Activity: All of the data below should be printed again word for word, pictures excluded.

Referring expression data
———

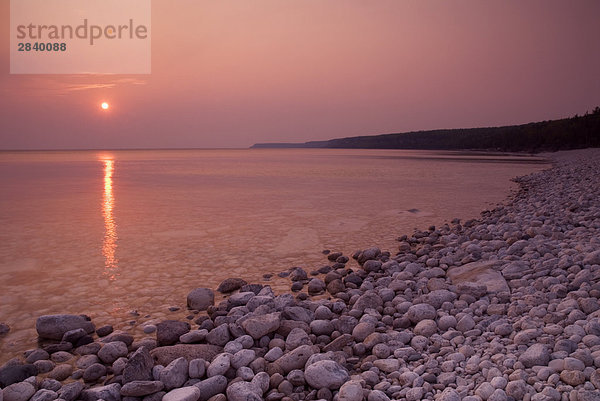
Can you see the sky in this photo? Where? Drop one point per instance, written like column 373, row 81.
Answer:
column 230, row 73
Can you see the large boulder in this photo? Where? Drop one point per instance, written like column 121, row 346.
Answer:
column 261, row 325
column 139, row 366
column 326, row 374
column 201, row 298
column 169, row 331
column 16, row 373
column 54, row 327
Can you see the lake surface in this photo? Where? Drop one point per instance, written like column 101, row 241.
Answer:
column 109, row 233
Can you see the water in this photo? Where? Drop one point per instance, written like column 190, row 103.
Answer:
column 110, row 232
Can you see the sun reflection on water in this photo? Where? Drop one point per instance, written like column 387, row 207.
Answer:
column 109, row 245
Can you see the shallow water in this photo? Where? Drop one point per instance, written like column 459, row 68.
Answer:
column 110, row 232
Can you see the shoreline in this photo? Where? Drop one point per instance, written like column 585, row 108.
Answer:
column 500, row 307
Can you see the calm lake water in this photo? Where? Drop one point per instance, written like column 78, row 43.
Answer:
column 107, row 233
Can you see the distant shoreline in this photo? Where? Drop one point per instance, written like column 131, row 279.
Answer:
column 577, row 132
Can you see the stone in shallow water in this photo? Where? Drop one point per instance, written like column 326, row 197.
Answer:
column 169, row 331
column 258, row 326
column 231, row 284
column 200, row 298
column 164, row 355
column 54, row 327
column 139, row 366
column 480, row 273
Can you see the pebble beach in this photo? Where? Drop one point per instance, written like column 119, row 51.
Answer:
column 502, row 307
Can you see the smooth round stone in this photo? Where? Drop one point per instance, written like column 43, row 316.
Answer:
column 425, row 328
column 190, row 393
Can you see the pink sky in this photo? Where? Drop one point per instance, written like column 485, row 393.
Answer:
column 231, row 73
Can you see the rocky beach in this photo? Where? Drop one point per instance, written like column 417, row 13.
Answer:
column 502, row 307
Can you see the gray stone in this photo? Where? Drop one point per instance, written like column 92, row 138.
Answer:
column 536, row 355
column 351, row 391
column 164, row 355
column 261, row 325
column 189, row 393
column 194, row 336
column 169, row 331
column 112, row 351
column 44, row 395
column 175, row 373
column 295, row 359
column 71, row 391
column 419, row 312
column 219, row 365
column 200, row 299
column 296, row 338
column 219, row 335
column 211, row 386
column 244, row 391
column 139, row 388
column 16, row 373
column 61, row 372
column 54, row 327
column 480, row 273
column 243, row 358
column 449, row 394
column 94, row 372
column 18, row 392
column 111, row 392
column 516, row 389
column 139, row 366
column 325, row 374
column 231, row 284
column 362, row 331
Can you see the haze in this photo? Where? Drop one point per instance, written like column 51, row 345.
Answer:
column 232, row 73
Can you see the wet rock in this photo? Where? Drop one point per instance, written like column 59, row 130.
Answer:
column 261, row 325
column 164, row 355
column 175, row 373
column 139, row 366
column 200, row 299
column 169, row 331
column 231, row 284
column 112, row 351
column 54, row 327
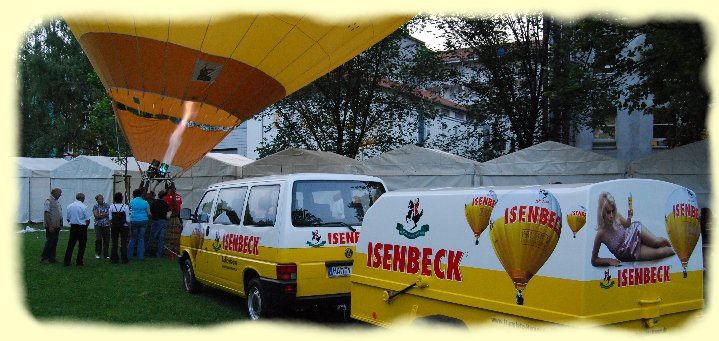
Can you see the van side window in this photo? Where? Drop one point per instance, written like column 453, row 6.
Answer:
column 205, row 205
column 261, row 207
column 229, row 206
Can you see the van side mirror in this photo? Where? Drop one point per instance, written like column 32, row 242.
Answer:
column 185, row 213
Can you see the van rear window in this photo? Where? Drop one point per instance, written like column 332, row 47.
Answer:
column 319, row 203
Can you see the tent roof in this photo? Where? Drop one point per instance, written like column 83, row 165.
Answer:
column 29, row 166
column 296, row 160
column 552, row 158
column 690, row 159
column 414, row 160
column 95, row 167
column 217, row 165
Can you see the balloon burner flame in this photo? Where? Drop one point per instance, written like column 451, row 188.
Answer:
column 189, row 111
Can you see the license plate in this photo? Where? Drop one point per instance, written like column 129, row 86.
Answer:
column 339, row 270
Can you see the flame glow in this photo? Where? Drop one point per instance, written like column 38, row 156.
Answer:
column 189, row 111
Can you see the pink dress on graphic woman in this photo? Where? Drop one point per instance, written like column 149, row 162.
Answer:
column 624, row 242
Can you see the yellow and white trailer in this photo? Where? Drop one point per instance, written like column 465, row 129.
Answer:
column 620, row 253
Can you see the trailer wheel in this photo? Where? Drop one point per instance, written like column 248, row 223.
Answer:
column 257, row 300
column 188, row 278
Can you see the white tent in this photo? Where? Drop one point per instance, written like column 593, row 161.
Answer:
column 34, row 185
column 295, row 160
column 213, row 168
column 550, row 162
column 94, row 175
column 687, row 165
column 414, row 167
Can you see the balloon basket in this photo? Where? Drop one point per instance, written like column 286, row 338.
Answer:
column 520, row 298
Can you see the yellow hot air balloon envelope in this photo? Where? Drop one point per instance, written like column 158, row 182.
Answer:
column 576, row 219
column 525, row 229
column 478, row 211
column 682, row 223
column 208, row 75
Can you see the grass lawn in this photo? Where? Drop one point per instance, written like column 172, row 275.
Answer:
column 141, row 292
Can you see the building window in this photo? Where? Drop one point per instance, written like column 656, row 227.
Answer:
column 660, row 132
column 605, row 136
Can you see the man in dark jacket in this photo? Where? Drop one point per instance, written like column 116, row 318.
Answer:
column 158, row 210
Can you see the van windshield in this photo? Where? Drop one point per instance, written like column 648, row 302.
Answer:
column 319, row 203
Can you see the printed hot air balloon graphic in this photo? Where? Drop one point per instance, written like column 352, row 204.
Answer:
column 525, row 228
column 478, row 211
column 682, row 223
column 576, row 219
column 178, row 87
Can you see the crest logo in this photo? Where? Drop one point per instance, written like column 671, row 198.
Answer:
column 316, row 239
column 217, row 244
column 607, row 282
column 414, row 214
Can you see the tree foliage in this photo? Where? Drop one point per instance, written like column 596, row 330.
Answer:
column 65, row 110
column 368, row 105
column 669, row 67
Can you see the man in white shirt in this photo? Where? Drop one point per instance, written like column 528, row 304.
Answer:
column 79, row 218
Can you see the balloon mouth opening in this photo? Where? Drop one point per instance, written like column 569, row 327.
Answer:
column 520, row 286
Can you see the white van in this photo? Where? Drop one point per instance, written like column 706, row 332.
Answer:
column 620, row 253
column 280, row 241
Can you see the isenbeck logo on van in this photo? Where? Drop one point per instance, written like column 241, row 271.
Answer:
column 242, row 244
column 413, row 260
column 316, row 240
column 414, row 215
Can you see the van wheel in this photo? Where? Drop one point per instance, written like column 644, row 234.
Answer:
column 188, row 278
column 257, row 300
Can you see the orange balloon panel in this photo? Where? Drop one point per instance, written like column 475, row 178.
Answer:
column 682, row 223
column 234, row 66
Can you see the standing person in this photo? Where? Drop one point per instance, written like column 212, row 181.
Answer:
column 174, row 200
column 53, row 225
column 119, row 217
column 139, row 217
column 101, row 212
column 79, row 219
column 150, row 198
column 159, row 209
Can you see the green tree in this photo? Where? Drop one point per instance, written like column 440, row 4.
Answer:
column 368, row 105
column 65, row 110
column 669, row 67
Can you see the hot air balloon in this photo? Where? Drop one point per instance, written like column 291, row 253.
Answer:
column 478, row 211
column 525, row 228
column 682, row 223
column 179, row 86
column 576, row 219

———

Expected answer:
Can you see the sky in this photo? Where? Drop one point per instance, written like column 373, row 81.
Answer:
column 230, row 73
Can you see the large boulder in this photo? Where? Drop one point per instance, written like column 121, row 346.
Answer:
column 261, row 325
column 139, row 366
column 326, row 374
column 201, row 298
column 169, row 331
column 16, row 373
column 54, row 327
Can you see the lake surface in this photo? Where? Drop one point per instance, written like column 101, row 241.
Answer:
column 109, row 233
Can you see the water in this photo? Where? Drop one point per instance, written like column 190, row 103.
Answer:
column 110, row 232
Can you see the sun reflection on water in this photo? Where? Drop one point per instance, written like column 387, row 207.
Answer:
column 109, row 245
Can you see the shallow water in this photo? Where? Drop one point per instance, written like column 459, row 68.
Answer:
column 110, row 232
Can you see the shoreline in this photo? Where? Drop one point per instance, written like column 585, row 108.
Answer:
column 500, row 307
Can you see the calm lake water in this photo? Where? Drop one point per instance, written like column 78, row 43.
Answer:
column 107, row 233
Can you see the distant shoreline in this photo? Where? Drop one point per instance, written like column 131, row 279.
Answer:
column 577, row 132
Can you see the stone in shallow water in this photo? Where? Drop one point per instance, written like column 326, row 197.
Answer:
column 169, row 331
column 258, row 326
column 231, row 284
column 200, row 298
column 164, row 355
column 54, row 327
column 139, row 366
column 480, row 273
Can you see the pebble beach in this photo? Where? Drop one point per instance, written like column 119, row 51.
Answer:
column 502, row 307
Can you see the smooth round stone in this photo? Where? Drop one point per instance, written like column 43, row 316.
Answer:
column 425, row 328
column 190, row 393
Can you see the pink sky in this photo? Where? Drop one point per instance, written like column 485, row 393.
Answer:
column 231, row 73
Can you see the rocky beach in this photo? Where? Drop one point per instance, written like column 417, row 13.
Answer:
column 502, row 307
Can you see the gray stone in this photo? Where? Drop one point per instance, written like column 92, row 138.
Answer:
column 536, row 355
column 351, row 391
column 164, row 355
column 261, row 325
column 189, row 393
column 194, row 336
column 169, row 331
column 112, row 351
column 44, row 395
column 175, row 373
column 295, row 359
column 71, row 391
column 419, row 312
column 219, row 365
column 200, row 299
column 296, row 338
column 219, row 335
column 211, row 386
column 244, row 391
column 139, row 388
column 16, row 373
column 61, row 372
column 54, row 327
column 480, row 273
column 243, row 358
column 449, row 394
column 94, row 372
column 18, row 392
column 111, row 392
column 516, row 389
column 139, row 366
column 325, row 374
column 231, row 284
column 362, row 331
Can you see the haze in this photo? Where? Drop one point per instance, written like column 51, row 345.
Answer:
column 232, row 73
Can you see the wet rock in this photo? Where? Drop one point per instance, written like column 59, row 130.
Answer:
column 261, row 325
column 164, row 355
column 175, row 373
column 139, row 366
column 200, row 299
column 169, row 331
column 231, row 284
column 112, row 351
column 54, row 327
Can you see the van side window in this photo? Where? Drop one point per instance, written like column 453, row 6.
Answer:
column 205, row 205
column 261, row 207
column 229, row 206
Can you see the van side mirror in this photo? Where? Drop one point per instance, written like column 32, row 242.
Answer:
column 185, row 213
Can you see the van rear window in this photo? Where? Drop one point per instance, written like column 332, row 47.
Answer:
column 319, row 203
Can you see the tent roof in this photo? Where? Drop one point per instance, written like column 83, row 165.
Answer:
column 29, row 166
column 296, row 160
column 552, row 158
column 690, row 159
column 414, row 160
column 95, row 167
column 217, row 165
Can you see the balloon burner flame in this photo? Where? Drop one point per instance, written like column 451, row 188.
Answer:
column 189, row 111
Can you see the license plate in this photo? Where? Drop one point per instance, written like column 129, row 86.
Answer:
column 339, row 270
Can you see the flame glow in this photo? Where? Drop one point per instance, written like column 38, row 156.
Answer:
column 189, row 111
Can you see the pink dress on graphic woman in this photo? Where? Drop one point per instance, written like column 149, row 162.
Answer:
column 624, row 242
Can you see the yellow and white trailer in this photo? Where? Drop one point per instance, written like column 465, row 129.
Answer:
column 620, row 253
Can you see the trailer wheel in this photo? Where? Drop one point per instance, written like column 248, row 223.
Answer:
column 257, row 300
column 188, row 278
Can you see the white tent in this photo? Where? Drop one point per instance, written like column 593, row 161.
Answer:
column 34, row 185
column 295, row 160
column 213, row 168
column 550, row 162
column 94, row 175
column 687, row 165
column 414, row 167
Can you see the balloon basket in this photo? Where? Drop one point per instance, written like column 286, row 338.
Answer:
column 520, row 298
Can you see the yellow hot air balloon envelope in this photo? Where? Drop one point per instance, written like column 158, row 182.
Answer:
column 576, row 219
column 525, row 229
column 478, row 211
column 682, row 223
column 208, row 75
Can you see the grass lawn in this photo? Where? Drop one point per instance, written like column 172, row 275.
Answer:
column 141, row 292
Can you see the building window in this photo? Where? Drop one point per instance, written like column 656, row 227.
Answer:
column 660, row 132
column 605, row 136
Can you see the man in dark jacket in this photo? Where? Drop one point per instance, written like column 116, row 318.
Answer:
column 158, row 210
Can you see the van windshield in this photo? Where? Drop one point per instance, written like column 648, row 302.
Answer:
column 319, row 203
Can you see the printed hot air balloon graphic in this photo? Where? Drop one point per instance, written like column 352, row 204.
Answer:
column 525, row 228
column 478, row 211
column 682, row 223
column 576, row 219
column 178, row 87
Can you see the crest logo in this photo? Where? Drop one point per instance, written like column 671, row 198.
Answer:
column 316, row 239
column 217, row 244
column 607, row 282
column 414, row 214
Can you see the tree foliage in this photo? Where? Drop one point per instance, written like column 596, row 330.
Answer:
column 65, row 110
column 368, row 105
column 669, row 67
Can you see the man in white shirt in this photo? Where? Drop one point per instance, written like column 528, row 304.
Answer:
column 79, row 218
Can you see the balloon mouth opening in this photo? Where? Drop one point per instance, written like column 569, row 327.
Answer:
column 520, row 286
Can you see the white van in this photo? Where? Drop one point per instance, written like column 706, row 332.
Answer:
column 620, row 253
column 280, row 241
Can you see the isenbeck logo on van in this photo? Where? Drop one point per instance, written like column 241, row 271.
Answer:
column 242, row 244
column 413, row 260
column 316, row 240
column 414, row 215
Can you see the van wheel in this photo? Where? Drop one point per instance, written like column 644, row 234.
Answer:
column 188, row 278
column 257, row 300
Can you see the orange balloon panel in this photo? Where? Drop one point per instance, written like column 475, row 178.
Answer:
column 682, row 223
column 234, row 66
Can you see the standing person in this photo? Where? Drop one point per instance, written like column 212, row 181.
Answer:
column 174, row 200
column 53, row 225
column 119, row 217
column 139, row 217
column 101, row 212
column 79, row 219
column 150, row 198
column 159, row 209
Can you see the green tree in this photo? Where? Drop one point per instance, written like column 440, row 4.
Answer:
column 368, row 105
column 65, row 110
column 669, row 67
Can you see the hot air balloon in this photo? Where? Drop one point per instance, written like column 291, row 253.
Answer:
column 478, row 211
column 525, row 228
column 682, row 223
column 179, row 86
column 576, row 219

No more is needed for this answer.